__ZU PRÜFENDER TEXT__:
▼

Großes Potenzial, organisatorischer Nachholbedarf

Virtual Design (B.A.)

  • Studieninhalte
    4.0
  • Dozenten
    3.0
  • Lehrveranstaltungen
    3.0
  • Ausstattung
    5.0
  • Organisation
    2.0
  • Literaturzugang
    4.0
  • Digitales Studieren
    5.0
  • Gesamtbewertung
    3.7
Ich habe den Studiengang Virtual Design BA im September 2020 begonnen und im August 2024 abgeschlossen. Meine Erfahrungen, sowohl positiv als auch negativ und meine Verbesserungsvorschläge möchte ich hier mitteilen:

Vorweg die positiven Aspekte:

- sehr umfangreiches Themenfeld
Bereits zum Start des Studiums wird einem ein großes Modulportfolio präsentiert. Im Verlauf erhält man dann viele verschiedene Einblicke, wodurch sich für einen selbst manchmal schon früh potenzielle Richtungen herauskristallisieren. Die Module werden nicht selten von Dozenten aus der Industrie begleitet, welche dadurch über die aktuellsten Methoden und Herangehensweisen Bescheid wissen. Das Grundpaket wird dann noch durch ein mindestens genauso weitläufiges Angebot an Wahlfächern (Pflichtanteil) ergänzt, was sehr ansprechend ist.
Bereiche unter anderem: CAD, 2D, Concept-Art, 3D, VFX, Automotive, Game Design, Programmieren, Video, Audio, Compositing und viele weitere.

- viele Möglichkeiten, den eigenen Weg zu finden
Das Studium lässt sich oft sehr frei gestalten und bietet die Chance, eigene Herangehensweisen zu entwickeln.

▲

__BEREITGESTELLTE ANGABEN__:
▼

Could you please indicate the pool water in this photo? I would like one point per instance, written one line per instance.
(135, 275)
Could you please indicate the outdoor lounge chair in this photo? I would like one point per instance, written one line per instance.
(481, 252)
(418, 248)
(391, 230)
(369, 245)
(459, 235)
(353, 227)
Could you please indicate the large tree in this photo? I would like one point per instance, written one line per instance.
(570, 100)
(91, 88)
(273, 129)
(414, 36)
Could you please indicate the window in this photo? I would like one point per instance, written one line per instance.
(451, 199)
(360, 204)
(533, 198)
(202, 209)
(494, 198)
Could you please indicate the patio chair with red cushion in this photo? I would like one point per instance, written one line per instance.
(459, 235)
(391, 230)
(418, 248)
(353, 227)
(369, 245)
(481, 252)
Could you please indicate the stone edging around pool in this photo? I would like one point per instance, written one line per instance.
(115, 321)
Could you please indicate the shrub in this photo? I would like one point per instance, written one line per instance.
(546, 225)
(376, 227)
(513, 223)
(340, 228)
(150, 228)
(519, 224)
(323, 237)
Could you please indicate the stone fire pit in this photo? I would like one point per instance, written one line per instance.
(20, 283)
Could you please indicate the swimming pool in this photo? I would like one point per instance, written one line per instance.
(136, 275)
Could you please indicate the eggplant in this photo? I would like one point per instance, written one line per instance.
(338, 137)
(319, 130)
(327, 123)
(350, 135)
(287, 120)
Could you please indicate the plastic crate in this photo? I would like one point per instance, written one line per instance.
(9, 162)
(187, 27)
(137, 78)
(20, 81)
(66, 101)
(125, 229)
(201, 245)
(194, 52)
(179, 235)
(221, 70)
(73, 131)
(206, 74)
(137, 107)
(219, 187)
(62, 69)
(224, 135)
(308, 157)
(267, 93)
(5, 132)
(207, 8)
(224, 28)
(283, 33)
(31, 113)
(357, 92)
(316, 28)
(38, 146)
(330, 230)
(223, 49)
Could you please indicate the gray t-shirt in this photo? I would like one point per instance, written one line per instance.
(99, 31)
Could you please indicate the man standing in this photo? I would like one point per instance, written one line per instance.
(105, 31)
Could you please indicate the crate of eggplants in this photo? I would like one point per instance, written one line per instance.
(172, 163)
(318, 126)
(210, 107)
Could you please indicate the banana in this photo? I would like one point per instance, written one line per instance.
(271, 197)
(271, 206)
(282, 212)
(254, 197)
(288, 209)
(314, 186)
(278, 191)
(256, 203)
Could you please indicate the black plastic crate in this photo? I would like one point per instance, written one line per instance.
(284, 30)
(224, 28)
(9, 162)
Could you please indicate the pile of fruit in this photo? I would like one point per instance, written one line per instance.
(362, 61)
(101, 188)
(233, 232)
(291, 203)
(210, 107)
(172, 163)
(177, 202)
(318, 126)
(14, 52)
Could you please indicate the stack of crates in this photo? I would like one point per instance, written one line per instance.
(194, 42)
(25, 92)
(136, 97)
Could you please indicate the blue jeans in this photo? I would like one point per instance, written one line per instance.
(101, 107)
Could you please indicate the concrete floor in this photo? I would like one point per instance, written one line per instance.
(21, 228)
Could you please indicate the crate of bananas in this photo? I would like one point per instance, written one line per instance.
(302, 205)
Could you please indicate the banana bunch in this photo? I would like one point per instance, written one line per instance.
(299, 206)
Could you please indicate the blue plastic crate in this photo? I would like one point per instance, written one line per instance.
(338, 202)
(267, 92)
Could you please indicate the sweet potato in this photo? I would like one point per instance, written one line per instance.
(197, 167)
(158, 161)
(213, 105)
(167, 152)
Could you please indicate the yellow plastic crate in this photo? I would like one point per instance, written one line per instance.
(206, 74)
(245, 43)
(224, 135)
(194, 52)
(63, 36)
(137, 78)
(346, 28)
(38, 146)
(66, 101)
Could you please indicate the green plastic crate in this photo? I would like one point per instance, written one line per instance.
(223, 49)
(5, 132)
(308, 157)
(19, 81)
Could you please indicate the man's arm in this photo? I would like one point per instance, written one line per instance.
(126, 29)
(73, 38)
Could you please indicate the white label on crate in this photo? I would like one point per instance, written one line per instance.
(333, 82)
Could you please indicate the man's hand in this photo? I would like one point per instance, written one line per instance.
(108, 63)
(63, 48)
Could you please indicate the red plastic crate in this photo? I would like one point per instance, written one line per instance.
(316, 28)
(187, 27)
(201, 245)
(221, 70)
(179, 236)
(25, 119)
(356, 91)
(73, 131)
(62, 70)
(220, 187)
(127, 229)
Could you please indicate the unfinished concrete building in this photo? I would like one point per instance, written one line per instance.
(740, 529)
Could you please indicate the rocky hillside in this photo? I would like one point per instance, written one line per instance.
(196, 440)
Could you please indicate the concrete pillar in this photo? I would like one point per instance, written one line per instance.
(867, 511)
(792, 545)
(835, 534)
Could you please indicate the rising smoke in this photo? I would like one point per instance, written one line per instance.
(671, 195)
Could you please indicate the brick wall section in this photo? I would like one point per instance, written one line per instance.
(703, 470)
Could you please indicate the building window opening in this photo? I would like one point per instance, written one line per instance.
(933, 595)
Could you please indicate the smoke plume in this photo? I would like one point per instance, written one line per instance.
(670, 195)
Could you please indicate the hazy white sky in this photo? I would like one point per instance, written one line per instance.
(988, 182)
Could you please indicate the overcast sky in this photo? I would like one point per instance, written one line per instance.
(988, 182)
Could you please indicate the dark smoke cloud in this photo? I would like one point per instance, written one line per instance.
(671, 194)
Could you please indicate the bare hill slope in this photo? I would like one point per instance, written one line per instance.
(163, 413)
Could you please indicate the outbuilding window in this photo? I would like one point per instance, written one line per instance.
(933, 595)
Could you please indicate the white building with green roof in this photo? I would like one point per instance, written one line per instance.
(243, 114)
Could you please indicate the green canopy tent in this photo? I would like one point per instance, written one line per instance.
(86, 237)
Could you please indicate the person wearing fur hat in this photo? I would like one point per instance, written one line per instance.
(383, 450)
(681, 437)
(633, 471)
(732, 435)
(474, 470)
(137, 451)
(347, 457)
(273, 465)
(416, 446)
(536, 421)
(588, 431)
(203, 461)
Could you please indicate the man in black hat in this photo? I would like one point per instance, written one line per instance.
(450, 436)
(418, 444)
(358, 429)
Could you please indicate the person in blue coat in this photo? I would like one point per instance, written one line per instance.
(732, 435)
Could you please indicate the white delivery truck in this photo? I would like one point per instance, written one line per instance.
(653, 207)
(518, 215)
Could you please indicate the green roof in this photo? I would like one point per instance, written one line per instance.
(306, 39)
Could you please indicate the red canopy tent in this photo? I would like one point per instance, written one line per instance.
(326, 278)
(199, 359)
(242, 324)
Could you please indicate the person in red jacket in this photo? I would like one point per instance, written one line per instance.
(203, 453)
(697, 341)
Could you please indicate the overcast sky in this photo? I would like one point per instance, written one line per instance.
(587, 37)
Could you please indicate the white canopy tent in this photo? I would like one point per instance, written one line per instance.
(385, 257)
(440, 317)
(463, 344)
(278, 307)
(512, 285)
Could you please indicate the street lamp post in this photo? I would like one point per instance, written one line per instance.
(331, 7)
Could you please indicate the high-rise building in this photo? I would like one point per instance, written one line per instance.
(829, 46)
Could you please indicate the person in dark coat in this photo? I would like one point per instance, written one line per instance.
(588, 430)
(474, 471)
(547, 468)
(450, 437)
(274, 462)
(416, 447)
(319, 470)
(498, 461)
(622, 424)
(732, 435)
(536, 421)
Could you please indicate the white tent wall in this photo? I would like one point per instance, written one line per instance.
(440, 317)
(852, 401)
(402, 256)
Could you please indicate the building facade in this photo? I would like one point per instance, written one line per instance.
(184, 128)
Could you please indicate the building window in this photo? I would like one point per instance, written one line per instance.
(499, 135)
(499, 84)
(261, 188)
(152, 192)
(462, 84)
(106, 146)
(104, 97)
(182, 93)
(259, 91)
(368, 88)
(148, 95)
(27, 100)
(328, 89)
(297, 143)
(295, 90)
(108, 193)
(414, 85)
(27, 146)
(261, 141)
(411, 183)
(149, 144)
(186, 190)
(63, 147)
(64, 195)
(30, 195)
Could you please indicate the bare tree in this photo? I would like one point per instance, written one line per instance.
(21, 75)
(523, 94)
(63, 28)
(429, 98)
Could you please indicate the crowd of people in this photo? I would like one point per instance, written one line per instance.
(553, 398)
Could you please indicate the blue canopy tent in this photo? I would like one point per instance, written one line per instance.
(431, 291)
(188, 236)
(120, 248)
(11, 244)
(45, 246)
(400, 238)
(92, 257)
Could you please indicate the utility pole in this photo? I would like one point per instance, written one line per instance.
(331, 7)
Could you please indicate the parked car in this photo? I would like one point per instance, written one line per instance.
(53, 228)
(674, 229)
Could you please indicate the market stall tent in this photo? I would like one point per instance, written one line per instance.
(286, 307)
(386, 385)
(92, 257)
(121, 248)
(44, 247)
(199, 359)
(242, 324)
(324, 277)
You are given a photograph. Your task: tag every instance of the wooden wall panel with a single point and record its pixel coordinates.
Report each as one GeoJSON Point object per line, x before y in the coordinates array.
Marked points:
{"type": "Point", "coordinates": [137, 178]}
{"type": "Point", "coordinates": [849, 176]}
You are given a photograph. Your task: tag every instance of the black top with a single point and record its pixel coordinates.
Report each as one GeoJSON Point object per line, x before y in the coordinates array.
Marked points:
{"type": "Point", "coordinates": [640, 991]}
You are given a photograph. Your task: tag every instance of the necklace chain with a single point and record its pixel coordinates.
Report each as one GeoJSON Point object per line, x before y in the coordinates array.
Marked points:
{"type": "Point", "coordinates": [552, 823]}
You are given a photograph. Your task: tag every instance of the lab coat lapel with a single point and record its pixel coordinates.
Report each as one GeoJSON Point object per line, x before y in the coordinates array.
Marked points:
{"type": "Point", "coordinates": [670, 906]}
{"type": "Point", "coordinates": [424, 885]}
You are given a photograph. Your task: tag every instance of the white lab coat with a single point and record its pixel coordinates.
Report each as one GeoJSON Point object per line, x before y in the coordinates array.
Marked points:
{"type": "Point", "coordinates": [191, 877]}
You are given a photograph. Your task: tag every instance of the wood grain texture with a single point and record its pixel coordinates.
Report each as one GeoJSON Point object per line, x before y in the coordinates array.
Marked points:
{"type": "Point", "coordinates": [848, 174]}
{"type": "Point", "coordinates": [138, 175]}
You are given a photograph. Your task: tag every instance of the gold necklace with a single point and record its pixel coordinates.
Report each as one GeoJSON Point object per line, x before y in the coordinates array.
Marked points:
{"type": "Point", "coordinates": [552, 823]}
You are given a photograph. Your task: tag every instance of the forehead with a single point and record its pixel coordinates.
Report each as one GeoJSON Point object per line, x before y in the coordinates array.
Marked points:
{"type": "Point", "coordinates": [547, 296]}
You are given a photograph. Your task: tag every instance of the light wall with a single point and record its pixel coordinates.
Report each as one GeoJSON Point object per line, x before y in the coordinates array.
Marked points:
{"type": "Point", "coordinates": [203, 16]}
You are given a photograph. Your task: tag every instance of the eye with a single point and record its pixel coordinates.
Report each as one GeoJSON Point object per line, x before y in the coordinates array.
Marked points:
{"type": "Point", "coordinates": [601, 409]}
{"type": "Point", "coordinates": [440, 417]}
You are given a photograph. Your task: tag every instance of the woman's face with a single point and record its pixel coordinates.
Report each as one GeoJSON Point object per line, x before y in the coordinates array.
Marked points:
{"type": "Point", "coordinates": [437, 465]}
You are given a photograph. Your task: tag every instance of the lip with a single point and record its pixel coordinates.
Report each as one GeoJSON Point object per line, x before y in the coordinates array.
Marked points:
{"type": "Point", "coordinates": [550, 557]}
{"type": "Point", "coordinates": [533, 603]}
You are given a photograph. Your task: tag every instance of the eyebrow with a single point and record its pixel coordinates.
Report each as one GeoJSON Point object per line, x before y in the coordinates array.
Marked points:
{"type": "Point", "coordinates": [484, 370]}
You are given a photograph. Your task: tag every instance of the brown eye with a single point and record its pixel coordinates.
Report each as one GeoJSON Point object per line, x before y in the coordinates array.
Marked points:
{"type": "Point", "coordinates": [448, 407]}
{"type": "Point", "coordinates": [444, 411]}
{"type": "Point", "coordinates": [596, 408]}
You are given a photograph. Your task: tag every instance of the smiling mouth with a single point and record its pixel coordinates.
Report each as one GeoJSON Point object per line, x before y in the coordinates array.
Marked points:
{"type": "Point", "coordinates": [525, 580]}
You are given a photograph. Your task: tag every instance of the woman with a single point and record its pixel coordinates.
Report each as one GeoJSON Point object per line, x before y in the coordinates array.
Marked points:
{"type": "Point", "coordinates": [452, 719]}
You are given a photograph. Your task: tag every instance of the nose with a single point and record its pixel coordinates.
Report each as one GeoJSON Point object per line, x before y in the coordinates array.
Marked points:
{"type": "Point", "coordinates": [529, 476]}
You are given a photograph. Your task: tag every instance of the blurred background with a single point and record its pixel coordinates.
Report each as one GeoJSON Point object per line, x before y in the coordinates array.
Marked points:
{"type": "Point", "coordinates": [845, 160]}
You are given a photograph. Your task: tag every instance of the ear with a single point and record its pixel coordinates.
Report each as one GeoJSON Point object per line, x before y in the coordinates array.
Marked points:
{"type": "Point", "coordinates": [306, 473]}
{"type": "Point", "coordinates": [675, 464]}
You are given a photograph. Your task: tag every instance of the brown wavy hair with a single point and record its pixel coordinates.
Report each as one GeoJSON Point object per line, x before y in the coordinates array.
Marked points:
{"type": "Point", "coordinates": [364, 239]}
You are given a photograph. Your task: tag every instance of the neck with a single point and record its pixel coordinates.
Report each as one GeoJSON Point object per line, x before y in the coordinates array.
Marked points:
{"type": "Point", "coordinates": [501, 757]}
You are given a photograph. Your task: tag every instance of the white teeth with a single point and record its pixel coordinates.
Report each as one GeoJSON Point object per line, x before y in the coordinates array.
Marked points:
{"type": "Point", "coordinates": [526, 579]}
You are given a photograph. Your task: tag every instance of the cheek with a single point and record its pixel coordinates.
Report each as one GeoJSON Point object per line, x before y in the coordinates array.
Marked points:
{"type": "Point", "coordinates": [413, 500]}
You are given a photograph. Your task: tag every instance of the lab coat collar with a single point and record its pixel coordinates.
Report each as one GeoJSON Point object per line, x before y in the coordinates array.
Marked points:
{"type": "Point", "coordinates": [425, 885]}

▲

__ANFORDERUNG__: Führe den Erfahrungsbericht zum Studiengang Virtual Design im Anschluss an seinen letzten Satz weiter. Die Zeilen stehen in keinem Zusammenhang mit dem Erfahrungsbericht zum Studiengang Virtual Design.

__ANTWORT ZUR AUFGABE__:
-für eine staatliche Universität sehr gute Ausstattung mit potenten PC-Pools
Mindestens ein leistungsstarker Rechner ist für die Bearbeitung der meisten Module essenziell. Da dies oft mit hohen, vierstelligen Kosten verbunden ist (kalibrierbarer Monitor, PC, Peripherie etc.) gibt es alles, was man tendenziell brauchen könnte, auch in den Rechnerpools in den Hörsälen ohne sich einen Rechner mit anderen teilen zu müssen. Auch ein eigenes VR-Lab mit Virtual Reality Brillen und Greenscreen können einem viele kostspielige Investitionen ersparen, vorausgesetzt man ist dazu bereit, an die Uni zu fahren.

- Kontakte der Professoren zur Industrie
Spätestens bei der Bewerbung um die Praktikumsplätze für den Pflichtbereich und die Praxisphase können einem die Beziehungen einzelner Professoren zu größeren Firmen aus z.B. der Automobil- oder Filmindustrie viele Türen öffnen, wenn man sich vorher durch gute Leistungen einen Namen gemacht hat. Stellt man sich dann während des Praktikums gut an, erhält man nicht selten auch die Chance, bei dem jeweiligen Unternehmen seine Abschlussarbeit zu schreiben.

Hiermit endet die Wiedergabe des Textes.